[Dataset records]
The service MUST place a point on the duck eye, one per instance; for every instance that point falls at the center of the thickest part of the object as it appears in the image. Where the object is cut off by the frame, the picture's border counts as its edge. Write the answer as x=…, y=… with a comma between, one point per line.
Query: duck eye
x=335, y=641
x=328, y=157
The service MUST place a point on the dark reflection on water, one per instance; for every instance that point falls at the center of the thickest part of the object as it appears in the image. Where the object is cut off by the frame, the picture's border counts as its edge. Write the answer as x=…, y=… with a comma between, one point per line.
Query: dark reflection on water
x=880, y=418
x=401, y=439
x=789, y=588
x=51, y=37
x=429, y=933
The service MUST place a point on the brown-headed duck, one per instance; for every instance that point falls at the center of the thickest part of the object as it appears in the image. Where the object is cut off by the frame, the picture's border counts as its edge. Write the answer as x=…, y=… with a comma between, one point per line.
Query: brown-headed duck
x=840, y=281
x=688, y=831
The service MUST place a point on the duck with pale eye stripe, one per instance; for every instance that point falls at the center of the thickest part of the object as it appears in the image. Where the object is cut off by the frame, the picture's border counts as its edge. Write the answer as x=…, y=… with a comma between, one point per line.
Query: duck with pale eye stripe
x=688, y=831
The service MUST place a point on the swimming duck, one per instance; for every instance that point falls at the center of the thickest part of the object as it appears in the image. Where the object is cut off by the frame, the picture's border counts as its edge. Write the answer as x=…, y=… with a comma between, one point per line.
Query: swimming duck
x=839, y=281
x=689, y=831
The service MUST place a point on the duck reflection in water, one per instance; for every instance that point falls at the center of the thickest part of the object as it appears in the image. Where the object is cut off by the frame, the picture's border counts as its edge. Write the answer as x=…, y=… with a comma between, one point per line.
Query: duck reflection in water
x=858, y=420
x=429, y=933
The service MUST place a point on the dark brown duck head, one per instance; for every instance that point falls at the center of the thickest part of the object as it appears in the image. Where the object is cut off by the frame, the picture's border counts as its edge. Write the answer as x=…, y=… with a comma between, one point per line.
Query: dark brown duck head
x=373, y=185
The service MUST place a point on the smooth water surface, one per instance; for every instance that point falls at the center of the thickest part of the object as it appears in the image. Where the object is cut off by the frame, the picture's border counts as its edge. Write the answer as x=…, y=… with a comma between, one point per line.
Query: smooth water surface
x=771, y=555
---
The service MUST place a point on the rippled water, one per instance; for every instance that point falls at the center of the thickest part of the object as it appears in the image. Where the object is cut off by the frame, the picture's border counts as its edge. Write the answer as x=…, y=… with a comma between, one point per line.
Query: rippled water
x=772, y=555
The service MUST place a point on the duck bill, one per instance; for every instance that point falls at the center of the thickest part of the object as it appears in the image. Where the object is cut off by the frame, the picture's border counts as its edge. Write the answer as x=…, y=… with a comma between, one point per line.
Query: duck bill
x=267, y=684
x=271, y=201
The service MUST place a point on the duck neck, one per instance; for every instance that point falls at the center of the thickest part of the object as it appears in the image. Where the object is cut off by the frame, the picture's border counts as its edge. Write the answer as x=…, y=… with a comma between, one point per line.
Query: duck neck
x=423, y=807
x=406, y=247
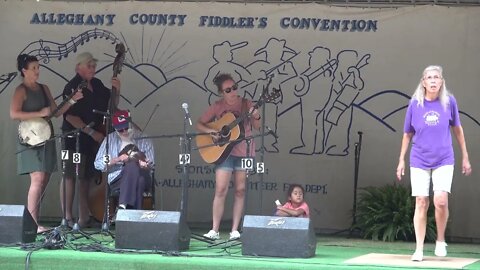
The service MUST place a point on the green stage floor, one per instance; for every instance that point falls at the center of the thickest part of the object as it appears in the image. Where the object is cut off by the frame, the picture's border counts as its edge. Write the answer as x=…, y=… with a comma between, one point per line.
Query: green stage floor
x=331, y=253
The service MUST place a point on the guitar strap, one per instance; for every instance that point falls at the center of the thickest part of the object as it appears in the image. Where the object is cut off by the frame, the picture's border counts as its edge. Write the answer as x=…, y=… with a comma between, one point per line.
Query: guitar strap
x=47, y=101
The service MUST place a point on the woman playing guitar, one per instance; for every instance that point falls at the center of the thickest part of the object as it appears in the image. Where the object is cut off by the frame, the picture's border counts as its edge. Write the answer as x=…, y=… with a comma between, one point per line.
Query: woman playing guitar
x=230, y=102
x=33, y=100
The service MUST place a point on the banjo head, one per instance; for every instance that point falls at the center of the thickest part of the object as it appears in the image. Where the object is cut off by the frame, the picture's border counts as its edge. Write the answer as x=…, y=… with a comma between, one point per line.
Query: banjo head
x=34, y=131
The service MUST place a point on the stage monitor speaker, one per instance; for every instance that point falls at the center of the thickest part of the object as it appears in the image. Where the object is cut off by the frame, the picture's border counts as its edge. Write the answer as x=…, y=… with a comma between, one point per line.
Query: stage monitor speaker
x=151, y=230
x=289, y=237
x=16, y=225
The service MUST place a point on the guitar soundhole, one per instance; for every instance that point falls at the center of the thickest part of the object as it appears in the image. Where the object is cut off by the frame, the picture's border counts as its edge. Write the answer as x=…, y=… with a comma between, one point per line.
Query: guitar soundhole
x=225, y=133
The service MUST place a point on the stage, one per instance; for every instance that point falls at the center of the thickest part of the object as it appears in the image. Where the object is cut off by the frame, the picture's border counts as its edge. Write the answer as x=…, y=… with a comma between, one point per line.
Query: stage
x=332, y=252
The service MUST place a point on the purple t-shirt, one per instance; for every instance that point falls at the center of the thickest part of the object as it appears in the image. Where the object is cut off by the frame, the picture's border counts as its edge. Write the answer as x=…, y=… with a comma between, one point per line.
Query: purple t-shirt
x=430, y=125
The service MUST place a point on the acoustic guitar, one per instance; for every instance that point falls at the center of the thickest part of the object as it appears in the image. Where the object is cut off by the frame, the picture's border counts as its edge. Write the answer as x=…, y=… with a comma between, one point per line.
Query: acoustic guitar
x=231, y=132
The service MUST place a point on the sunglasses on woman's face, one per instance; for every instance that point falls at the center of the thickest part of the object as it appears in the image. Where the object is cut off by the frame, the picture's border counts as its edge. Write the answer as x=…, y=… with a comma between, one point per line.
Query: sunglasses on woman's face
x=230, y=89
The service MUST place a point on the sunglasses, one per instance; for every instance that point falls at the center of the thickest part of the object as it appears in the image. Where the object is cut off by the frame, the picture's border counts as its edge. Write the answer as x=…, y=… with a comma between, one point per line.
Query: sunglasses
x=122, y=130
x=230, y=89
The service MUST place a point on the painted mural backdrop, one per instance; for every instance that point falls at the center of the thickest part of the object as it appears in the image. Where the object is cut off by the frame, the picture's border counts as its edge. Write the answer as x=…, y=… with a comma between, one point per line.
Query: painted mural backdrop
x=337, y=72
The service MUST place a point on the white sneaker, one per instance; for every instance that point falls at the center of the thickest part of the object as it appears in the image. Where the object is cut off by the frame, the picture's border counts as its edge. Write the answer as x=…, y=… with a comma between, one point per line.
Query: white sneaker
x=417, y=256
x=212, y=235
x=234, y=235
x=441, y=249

*THE PROBLEM*
Of the entries above, repeat exactly the lines from the line with "The service MUST place a point on the duck eye, one" through the line with "The service MUST place a point on the dark reflection", both of them included.

*TASK RESULT*
The service MUST place a point on the duck eye, one per instance; for every instance that point falls at the center of the thickest part of the object as it appears in the image. Where the object is cut off by the frame, the picture's border counts as its edge. Write the answer as x=…, y=… with a comma between, one point per line.
Query: duck eye
x=335, y=641
x=328, y=157
The service MUST place a point on the dark reflection on water, one per instance; for every instance that point falls at the center of the thickest part of the object as it appears in the image. Where the object is cut off by the frame, the picture's border counts as its edge. Write the answer as x=…, y=… with a comma between, one point per line.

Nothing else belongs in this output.